Job 1:
Answer these questions from the Saudi Aramco article, one line each:
(a) What net income did Saudi Aramco earn last year?
(b) Who did the government appoint as Aramco's new chairman in September?
(c) What is the oil price now, according to the article?
Job 2: Print the section of the Saudi Aramco article that runs from "In 2016 Prince" up to and including "sometime in 2020.".
Job 3: Translate this sentence from the Saudi Aramco article into Spanish: "Eleven banks and financial advisers have been working feverishly to that end."
--- begin Given passage ---
Saudi Aramco’s IPO

Aramco is both the oil sector’s Goliath and a firm vexed by problems

Is it worth a prince’s ransom?




IN THE HEADQUARTERS of the world’s most profitable company, past its heavily guarded perimeter, down a road, through another security gate, out of the blazing sun and into a cool office building sit box after box of rocks. They are samples of anhydrite, shale, dolomite and grainstone, retrieved from kilometres below ground.

A block of grainstone looks perfectly ordinary, its dark surface dotted with pores. But nestled in this rock were the remains of the tiny marine animals and plants which blanketed the Arabian peninsula before there was such a thing, over 100m years ago, and which still give the rock a faint, familiar scent: oil. “Smells like money,” says one executive—$111bn, to be precise.

That was the net income earned last year by Saudi Aramco, the kingdom’s state-owned oil company. It is nearly twice that of Apple, the world’s most profitable listed firm, and more than the combined earnings of the five biggest international oil companies—ExxonMobil, Royal Dutch Shell, BP, Chevron and Total. For decades, the riches from Saudi Arabia’s vast reserves have been the exclusive property of Saudi Arabia. Muhammad bin Salman, the kingdom’s crown prince, wants that to change.

In 2016 Prince Muhammad told this newspaper he was keen to list a portion of Aramco’s shares, in an effort to raise money to diversify the kingdom’s economy. After much delay, those plans seem to be proceeding. In September the government appointed Yasir al-Rumayyan, the head of the kingdom’s sovereign-wealth fund, to be the new chairman of Aramco and charged him with taking the listing forward.

Eleven banks and financial advisers have been working feverishly to that end. If all goes according to schedule, in early November the kingdom will announce its intention to list 2-3% of Aramco’s shares on the Tadawul, the Saudi stock exchange. It would probably be the biggest initial public offering (IPO) in history, raising $30bn or more and eclipsing Alibaba’s $25bn listing in 2014. A second listing may follow on a foreign exchange sometime in 2020.

Yet almost four years after Prince Muhammad announced the desire for an IPO, there remains a chance it is postponed. Disagreement over the company’s value has already delayed the listing—Aramco was expected to announce its intention to float in late October. It is unclear what price will satisfy the crown prince, who said in 2016 he hoped for a valuation of $2trn. Independent analysts think he would be lucky to get $1.5trn.

The uncertainty points to a contradiction at the heart of Aramco, at once the oil industry’s undisputed titan and a company plagued by problems. In September drones struck two Aramco facilities in eastern Saudi Arabia, knocking out more than half of its production.

Further attacks are possible—America says Iran was responsible. In October Fitch downgraded Aramco’s credit rating, owing to risks posed by geopolitics and its economically shaky sovereign. Saudi Arabia’s ability to use its heft to support global oil prices is in doubt. The oil price has sunk to about $60 a barrel, from $75 in April, amid fears of a recession.
--- end Given passage ---
--- begin Dataset extract ---
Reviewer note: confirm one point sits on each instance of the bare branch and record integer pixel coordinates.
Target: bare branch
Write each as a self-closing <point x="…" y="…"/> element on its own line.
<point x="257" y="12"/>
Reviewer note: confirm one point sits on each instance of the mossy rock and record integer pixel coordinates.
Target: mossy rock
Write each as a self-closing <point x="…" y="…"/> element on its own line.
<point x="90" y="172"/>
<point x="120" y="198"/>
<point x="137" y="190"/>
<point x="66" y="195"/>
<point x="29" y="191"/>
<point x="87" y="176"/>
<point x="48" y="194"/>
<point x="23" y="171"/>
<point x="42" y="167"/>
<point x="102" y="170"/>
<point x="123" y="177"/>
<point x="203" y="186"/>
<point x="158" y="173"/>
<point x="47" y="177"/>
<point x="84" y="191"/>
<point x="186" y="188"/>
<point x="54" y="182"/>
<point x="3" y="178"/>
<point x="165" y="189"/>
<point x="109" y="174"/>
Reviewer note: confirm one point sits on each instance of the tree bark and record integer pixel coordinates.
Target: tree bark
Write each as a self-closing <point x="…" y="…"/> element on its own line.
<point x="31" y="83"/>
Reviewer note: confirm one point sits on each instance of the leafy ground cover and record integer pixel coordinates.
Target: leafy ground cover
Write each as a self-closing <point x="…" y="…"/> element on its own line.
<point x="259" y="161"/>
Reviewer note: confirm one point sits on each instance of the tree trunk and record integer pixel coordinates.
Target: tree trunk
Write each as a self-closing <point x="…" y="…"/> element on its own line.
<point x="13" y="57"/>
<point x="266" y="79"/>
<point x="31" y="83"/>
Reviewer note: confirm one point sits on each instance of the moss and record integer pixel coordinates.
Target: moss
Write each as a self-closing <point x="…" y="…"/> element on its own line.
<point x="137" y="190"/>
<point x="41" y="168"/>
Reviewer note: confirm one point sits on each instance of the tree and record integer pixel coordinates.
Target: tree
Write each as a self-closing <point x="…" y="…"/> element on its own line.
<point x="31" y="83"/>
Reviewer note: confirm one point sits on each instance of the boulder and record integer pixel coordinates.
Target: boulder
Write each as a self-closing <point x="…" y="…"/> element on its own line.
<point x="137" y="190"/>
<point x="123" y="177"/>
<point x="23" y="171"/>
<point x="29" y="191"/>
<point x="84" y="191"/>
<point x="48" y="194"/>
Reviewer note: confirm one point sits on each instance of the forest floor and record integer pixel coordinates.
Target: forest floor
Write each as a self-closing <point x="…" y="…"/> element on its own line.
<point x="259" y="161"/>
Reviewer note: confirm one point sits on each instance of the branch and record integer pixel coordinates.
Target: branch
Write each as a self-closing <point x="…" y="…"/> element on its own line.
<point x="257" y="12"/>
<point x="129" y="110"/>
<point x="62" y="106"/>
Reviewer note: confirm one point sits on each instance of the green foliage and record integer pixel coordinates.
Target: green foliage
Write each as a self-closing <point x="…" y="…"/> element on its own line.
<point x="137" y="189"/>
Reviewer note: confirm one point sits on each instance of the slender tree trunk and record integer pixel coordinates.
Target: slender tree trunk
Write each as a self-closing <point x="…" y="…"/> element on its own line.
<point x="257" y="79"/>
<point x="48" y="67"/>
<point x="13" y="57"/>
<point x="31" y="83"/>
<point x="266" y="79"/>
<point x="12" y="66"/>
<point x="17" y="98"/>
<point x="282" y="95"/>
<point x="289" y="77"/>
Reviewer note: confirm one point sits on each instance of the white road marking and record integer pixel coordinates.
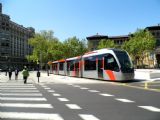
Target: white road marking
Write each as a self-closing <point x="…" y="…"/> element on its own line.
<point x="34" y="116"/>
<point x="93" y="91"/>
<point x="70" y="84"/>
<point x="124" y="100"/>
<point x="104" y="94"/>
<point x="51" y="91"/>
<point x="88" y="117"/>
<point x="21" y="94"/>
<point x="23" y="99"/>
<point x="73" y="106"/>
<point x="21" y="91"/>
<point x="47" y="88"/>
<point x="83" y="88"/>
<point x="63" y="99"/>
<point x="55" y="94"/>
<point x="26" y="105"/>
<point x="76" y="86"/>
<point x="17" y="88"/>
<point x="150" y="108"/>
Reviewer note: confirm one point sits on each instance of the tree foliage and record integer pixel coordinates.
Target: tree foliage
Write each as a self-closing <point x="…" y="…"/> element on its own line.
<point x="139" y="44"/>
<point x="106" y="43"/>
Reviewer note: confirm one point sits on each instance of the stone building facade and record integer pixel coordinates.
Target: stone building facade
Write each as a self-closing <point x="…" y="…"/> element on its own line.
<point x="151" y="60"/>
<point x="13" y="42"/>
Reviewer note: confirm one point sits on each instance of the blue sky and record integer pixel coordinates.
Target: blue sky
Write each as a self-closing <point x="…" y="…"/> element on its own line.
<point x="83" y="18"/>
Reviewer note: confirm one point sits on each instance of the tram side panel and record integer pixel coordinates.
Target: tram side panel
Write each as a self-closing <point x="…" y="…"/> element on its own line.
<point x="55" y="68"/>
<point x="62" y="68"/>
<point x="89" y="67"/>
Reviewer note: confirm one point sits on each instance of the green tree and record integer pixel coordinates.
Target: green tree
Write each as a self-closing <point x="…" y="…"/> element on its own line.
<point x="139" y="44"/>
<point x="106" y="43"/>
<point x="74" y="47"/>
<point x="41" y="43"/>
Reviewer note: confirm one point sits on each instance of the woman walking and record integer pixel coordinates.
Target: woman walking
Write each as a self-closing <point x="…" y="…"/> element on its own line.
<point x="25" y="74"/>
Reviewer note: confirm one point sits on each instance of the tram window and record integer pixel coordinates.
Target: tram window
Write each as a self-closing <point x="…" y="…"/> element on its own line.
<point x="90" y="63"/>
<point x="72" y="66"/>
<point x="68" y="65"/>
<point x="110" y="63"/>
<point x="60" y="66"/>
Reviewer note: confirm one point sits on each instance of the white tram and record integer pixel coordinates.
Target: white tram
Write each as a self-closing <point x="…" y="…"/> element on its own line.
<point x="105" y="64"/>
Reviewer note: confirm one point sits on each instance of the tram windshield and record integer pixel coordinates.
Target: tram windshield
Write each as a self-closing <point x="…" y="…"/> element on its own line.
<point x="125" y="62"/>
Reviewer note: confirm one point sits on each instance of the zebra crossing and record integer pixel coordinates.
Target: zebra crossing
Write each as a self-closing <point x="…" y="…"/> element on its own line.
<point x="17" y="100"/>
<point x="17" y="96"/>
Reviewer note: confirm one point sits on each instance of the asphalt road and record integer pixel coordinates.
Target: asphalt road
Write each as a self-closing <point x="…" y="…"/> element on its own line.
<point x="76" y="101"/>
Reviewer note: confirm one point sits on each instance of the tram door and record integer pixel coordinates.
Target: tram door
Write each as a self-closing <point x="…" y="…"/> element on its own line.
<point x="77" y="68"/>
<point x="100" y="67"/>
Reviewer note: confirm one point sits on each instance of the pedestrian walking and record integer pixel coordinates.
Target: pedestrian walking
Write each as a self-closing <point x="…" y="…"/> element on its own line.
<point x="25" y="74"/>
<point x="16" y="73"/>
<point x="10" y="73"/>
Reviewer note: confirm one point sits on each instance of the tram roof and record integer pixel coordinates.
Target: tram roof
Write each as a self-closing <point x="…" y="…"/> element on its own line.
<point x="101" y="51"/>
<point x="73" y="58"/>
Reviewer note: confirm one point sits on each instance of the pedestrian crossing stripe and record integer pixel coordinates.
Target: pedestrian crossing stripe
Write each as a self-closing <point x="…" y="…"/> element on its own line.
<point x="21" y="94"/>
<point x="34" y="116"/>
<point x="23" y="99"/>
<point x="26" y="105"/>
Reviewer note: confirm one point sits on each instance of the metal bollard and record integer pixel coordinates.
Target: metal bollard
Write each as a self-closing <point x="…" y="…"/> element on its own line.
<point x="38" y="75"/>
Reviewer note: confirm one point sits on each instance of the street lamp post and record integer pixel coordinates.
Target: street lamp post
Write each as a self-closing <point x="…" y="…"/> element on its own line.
--- end Dataset extract ---
Correct response 1:
(a) $111bn
(b) Yasir al-Rumayyan, the head of the kingdom's sovereign-wealth fund
(c) About $60 a barrel

Correct response 2:
In 2016 Prince Muhammad told this newspaper he was keen to list a portion of Aramco’s shares, in an effort to raise money to diversify the kingdom’s economy. After much delay, those plans seem to be proceeding. In September the government appointed Yasir al-Rumayyan, the head of the kingdom’s sovereign-wealth fund, to be the new chairman of Aramco and charged him with taking the listing forward.

Eleven banks and financial advisers have been working feverishly to that end. If all goes according to schedule, in early November the kingdom will announce its intention to list 2-3% of Aramco’s shares on the Tadawul, the Saudi stock exchange. It would probably be the biggest initial public offering (IPO) in history, raising $30bn or more and eclipsing Alibaba’s $25bn listing in 2014. A second listing may follow on a foreign exchange sometime in 2020.

Correct response 3: Once bancos y asesores financieros han estado trabajando febrilmente con ese fin.